Reproduce the records below, starting at the line containing "Pinpoint the cave" and ending at the line containing "589;141;609;163", with the requests included and left unchanged. Multiply every bounding-box coordinate in the answers by 2.45 and round to whole numbers, rounding halves up; leave the format sample in the requests as is.

======== Input data

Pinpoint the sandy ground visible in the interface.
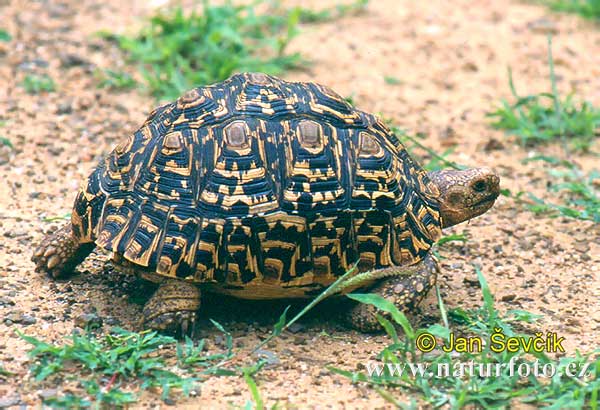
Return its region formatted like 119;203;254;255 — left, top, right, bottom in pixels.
0;0;600;408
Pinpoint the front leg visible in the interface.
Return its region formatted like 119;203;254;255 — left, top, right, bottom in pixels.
346;253;439;332
31;222;96;279
142;279;200;336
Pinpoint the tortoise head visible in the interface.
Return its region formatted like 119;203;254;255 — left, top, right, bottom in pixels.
428;168;500;228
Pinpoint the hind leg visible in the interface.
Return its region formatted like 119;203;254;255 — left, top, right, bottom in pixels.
31;222;96;279
346;254;439;332
142;279;200;335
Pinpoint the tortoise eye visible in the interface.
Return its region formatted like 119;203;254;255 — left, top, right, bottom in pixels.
448;192;463;205
472;180;487;192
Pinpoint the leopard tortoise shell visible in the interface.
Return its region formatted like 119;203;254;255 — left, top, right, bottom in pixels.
32;73;499;331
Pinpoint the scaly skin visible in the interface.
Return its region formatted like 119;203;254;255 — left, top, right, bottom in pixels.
142;279;200;336
31;222;96;279
345;253;439;332
32;168;500;334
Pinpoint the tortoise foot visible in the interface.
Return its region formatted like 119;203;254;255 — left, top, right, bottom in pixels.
142;279;200;337
345;253;439;333
31;222;95;279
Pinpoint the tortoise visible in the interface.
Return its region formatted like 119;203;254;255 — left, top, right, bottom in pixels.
32;73;499;332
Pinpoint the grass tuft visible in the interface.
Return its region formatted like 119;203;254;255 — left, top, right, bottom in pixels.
487;37;600;151
18;328;238;407
96;69;137;90
101;0;367;100
330;269;600;409
21;74;56;94
506;156;600;223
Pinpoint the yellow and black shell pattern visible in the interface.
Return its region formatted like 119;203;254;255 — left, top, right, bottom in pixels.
72;73;441;291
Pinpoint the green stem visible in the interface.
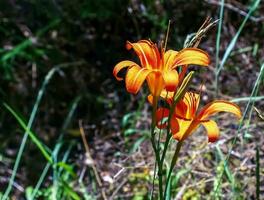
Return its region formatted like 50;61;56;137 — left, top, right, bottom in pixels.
150;96;163;200
164;141;183;199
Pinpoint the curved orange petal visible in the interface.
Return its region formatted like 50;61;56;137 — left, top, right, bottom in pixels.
183;92;200;119
197;100;242;120
173;48;210;68
156;108;170;129
163;70;179;92
147;70;164;97
113;60;139;81
126;40;160;68
171;117;192;141
170;117;180;135
147;90;174;104
164;50;178;70
126;66;152;94
202;120;219;142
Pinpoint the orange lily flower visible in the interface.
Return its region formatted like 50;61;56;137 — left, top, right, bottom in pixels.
156;92;242;142
113;40;210;97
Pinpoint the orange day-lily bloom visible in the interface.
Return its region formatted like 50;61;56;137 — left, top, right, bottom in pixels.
113;40;210;97
156;92;241;142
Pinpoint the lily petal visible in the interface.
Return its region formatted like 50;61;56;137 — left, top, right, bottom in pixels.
202;120;219;142
147;90;174;104
170;117;180;134
163;70;179;92
171;117;192;141
164;50;178;70
173;48;210;68
156;108;170;129
147;70;164;97
197;100;242;120
113;60;139;81
126;40;160;68
126;65;152;94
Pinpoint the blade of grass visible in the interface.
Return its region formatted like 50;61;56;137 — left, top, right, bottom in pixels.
215;0;225;96
2;61;83;200
30;96;82;200
215;63;264;194
215;0;260;94
3;103;52;163
256;145;260;200
231;96;264;103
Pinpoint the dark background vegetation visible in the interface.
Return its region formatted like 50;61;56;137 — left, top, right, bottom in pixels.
0;0;264;199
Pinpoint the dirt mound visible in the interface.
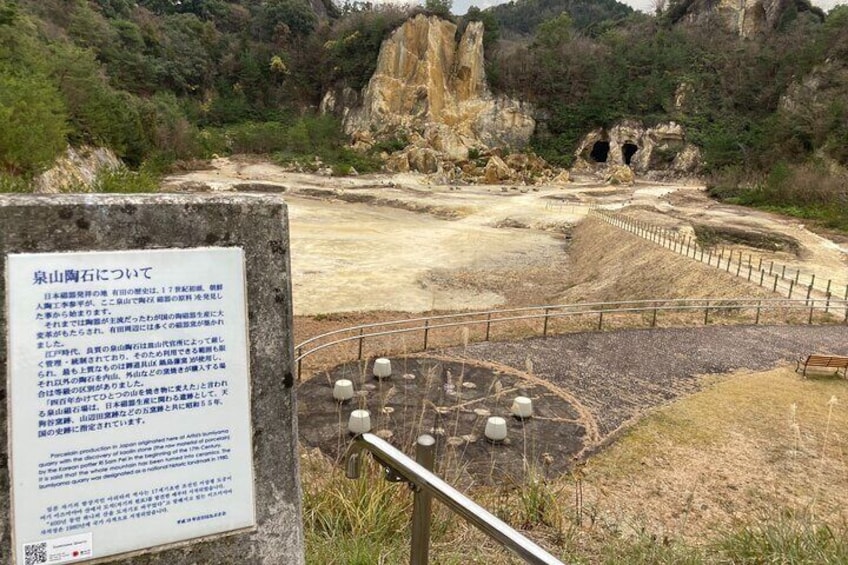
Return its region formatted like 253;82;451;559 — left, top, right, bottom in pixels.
559;218;771;302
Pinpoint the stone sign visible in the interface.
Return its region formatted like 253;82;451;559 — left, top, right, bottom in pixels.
0;195;303;565
6;248;255;564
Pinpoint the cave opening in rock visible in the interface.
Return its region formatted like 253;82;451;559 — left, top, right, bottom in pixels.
621;141;639;165
589;141;609;163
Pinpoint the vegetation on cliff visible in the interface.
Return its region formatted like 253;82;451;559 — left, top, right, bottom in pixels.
0;0;848;226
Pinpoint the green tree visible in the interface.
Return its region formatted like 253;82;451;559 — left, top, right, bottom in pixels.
0;72;68;175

================

Complete output:
Pinpoint the cave opening in rock visible in the interface.
Return its region formatted like 253;82;451;559 — left, top, right, bottom in pixels.
1521;345;1566;404
1443;345;1492;399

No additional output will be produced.